Énoncé
D'après l'extrait de décision, répondez aux questions suivantes :
(a) Qui a présenté les conclusions en qualité de rapporteur public ?
(b) Quelles années couvrait l'examen de la situation fiscale personnelle de M. et Mme D... ?
(c) Quelle procédure a été appliquée pour les bénéfices non commerciaux ?

Texte source
================================

Les parties ont été régulièrement averties du jour de l'audience.

Ont été entendus au cours de l'audience publique :

- le rapport de M. B...,

- les conclusions de M. Errera, rapporteur public,

- et les observations de Me F... pour M. et Mme D....

Considérant ce qui suit :

1. M. et Mme A... D... ont fait l'objet d'un examen de leur situation fiscale personnelle portant sur les années 2010 et 2011 à la suite duquel il leur a été notifié, selon la procédure de taxation d'office en matière de bénéfices non commerciaux et selon la procédure contradictoire en matière de traitements et salaires et de plus-values de cessions de valeurs mobilières, des cotisations supplémentaires d'impôt sur le revenu et de contributions sociales au titre des années 2010 et 2011. Les époux D... demandent la décharge de ces impositions et des pénalités correspondantes restant en litige.

================================

Éléments stockés

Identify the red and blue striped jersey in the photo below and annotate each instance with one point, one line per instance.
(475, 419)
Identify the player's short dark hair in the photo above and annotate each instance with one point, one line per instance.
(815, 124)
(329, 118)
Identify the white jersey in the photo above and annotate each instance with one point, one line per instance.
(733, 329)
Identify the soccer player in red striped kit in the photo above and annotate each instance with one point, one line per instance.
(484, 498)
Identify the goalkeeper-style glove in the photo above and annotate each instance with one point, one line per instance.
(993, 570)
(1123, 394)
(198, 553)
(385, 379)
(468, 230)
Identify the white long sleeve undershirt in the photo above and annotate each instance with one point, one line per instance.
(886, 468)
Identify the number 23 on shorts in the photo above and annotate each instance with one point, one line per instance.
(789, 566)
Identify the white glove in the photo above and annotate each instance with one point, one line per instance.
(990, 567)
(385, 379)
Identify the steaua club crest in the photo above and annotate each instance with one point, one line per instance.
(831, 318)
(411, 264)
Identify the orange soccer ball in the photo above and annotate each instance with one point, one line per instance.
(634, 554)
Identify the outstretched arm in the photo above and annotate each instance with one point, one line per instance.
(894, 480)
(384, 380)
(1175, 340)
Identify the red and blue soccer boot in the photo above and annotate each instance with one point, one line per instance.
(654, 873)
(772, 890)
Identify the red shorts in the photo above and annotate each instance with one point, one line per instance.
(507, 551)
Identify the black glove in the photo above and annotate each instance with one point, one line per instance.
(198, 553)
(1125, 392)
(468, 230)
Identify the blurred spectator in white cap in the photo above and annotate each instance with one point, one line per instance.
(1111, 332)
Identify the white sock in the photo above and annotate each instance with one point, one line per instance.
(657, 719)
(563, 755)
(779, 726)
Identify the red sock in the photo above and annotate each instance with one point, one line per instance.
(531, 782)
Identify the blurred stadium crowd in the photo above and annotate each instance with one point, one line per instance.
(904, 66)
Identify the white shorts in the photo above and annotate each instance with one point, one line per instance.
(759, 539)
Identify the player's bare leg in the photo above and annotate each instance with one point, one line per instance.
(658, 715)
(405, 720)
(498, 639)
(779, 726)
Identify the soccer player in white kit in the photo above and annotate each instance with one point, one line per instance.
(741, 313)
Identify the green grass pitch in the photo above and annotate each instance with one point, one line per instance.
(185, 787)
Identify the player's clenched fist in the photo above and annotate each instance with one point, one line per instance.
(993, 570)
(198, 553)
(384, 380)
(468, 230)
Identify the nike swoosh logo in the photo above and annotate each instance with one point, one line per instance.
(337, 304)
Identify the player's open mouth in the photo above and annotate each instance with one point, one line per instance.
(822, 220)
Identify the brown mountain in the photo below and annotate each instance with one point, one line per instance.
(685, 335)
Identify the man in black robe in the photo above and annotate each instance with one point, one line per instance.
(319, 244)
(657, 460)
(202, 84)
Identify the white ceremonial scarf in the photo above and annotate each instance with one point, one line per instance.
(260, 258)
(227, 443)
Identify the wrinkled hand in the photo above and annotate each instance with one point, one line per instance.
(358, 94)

================================

Tâche réalisée
(a) M. Errera.
(b) Les années 2010 et 2011.
(c) La procédure de taxation d'office.